### Assignment:
Give the lines below again exactly, starting with the line that holds "instance like [550,157]." and going on through the line that holds "instance like [77,229].".

[Natural language region descriptions]
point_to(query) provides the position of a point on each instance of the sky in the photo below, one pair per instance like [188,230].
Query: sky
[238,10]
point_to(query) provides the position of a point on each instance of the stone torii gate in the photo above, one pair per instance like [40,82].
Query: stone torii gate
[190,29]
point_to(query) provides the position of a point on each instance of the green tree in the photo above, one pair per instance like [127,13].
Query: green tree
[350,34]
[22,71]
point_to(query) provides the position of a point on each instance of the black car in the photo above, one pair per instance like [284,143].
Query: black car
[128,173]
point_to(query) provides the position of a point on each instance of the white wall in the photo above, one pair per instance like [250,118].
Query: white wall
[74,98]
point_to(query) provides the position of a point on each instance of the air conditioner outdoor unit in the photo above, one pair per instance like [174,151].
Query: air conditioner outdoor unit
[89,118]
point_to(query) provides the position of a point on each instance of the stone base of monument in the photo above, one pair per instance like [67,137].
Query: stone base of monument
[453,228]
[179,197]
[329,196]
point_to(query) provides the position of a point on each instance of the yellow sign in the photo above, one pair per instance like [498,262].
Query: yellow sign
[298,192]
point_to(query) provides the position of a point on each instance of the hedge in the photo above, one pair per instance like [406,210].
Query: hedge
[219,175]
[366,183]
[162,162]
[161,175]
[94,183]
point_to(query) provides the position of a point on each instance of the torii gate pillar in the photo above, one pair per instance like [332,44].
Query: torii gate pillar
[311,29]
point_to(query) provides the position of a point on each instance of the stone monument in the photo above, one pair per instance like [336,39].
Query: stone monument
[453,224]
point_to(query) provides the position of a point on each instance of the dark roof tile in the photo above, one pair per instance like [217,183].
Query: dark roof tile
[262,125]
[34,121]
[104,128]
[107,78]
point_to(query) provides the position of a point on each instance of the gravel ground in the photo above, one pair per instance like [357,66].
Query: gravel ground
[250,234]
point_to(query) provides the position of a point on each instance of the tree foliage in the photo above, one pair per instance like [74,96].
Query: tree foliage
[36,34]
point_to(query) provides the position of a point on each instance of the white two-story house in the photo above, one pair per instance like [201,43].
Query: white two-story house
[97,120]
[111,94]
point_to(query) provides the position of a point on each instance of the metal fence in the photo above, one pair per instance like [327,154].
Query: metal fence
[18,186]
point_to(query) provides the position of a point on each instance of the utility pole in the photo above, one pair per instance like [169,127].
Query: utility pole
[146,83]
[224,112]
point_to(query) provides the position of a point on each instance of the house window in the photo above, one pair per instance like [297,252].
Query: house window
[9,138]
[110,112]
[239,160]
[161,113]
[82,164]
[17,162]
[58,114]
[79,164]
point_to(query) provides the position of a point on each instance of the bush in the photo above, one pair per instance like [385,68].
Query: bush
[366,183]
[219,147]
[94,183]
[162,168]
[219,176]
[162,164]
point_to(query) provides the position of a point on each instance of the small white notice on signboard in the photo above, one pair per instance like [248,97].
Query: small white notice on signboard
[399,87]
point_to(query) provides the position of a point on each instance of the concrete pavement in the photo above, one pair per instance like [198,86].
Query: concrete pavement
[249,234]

==

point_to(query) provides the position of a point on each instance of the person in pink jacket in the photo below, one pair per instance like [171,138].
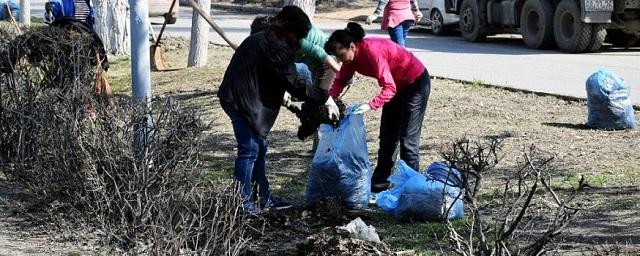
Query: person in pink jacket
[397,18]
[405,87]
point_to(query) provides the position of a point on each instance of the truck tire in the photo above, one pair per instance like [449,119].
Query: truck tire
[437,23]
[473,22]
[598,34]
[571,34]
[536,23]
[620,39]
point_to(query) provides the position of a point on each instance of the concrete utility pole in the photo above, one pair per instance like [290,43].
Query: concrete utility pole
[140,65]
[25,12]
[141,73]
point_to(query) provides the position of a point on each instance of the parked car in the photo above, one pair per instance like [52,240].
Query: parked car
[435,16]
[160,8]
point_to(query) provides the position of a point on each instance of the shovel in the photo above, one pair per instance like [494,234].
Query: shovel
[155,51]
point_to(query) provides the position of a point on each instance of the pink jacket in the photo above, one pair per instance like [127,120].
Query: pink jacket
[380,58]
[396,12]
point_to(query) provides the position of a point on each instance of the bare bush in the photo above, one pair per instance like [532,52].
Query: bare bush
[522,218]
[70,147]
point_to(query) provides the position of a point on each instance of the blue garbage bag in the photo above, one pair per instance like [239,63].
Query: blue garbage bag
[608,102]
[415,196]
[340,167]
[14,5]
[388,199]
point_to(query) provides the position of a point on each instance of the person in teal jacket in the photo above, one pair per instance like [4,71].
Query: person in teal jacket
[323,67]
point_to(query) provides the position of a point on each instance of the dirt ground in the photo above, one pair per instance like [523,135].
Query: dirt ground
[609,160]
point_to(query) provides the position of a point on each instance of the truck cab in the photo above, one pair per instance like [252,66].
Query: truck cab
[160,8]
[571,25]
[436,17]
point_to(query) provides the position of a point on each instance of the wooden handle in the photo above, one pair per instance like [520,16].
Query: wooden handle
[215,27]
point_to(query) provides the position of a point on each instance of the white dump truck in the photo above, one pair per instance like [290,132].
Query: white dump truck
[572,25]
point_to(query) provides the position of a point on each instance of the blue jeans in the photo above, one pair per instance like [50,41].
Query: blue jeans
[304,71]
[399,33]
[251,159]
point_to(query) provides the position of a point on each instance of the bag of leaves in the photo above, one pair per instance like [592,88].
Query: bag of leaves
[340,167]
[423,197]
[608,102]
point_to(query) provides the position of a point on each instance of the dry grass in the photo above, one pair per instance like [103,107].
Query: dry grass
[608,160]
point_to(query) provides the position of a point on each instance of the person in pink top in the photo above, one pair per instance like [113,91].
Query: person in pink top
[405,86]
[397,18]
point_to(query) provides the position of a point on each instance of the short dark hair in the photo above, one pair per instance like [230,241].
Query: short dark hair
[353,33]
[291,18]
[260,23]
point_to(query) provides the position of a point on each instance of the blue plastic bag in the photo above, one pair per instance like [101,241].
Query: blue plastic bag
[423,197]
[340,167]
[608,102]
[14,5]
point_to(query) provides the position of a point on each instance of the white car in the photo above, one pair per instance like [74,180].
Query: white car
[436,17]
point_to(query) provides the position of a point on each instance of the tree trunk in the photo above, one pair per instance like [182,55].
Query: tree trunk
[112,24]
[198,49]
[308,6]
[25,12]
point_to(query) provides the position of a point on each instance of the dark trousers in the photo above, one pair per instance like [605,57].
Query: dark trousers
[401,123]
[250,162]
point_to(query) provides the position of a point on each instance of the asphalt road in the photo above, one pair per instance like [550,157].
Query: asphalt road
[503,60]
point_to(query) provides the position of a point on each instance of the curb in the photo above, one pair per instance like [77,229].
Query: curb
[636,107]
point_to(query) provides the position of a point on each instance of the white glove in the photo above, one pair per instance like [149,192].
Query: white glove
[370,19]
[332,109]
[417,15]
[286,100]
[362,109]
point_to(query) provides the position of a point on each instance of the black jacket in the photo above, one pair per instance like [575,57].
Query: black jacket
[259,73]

### Response:
point_to(query) provides the position of a point on each instance of the asphalt road in the photo above, one pair per instance like [550,157].
Query: asphalt road
[503,60]
point_to(query) provides the position of a point on each instance of the curb in the photo above, one pair per instance like [77,229].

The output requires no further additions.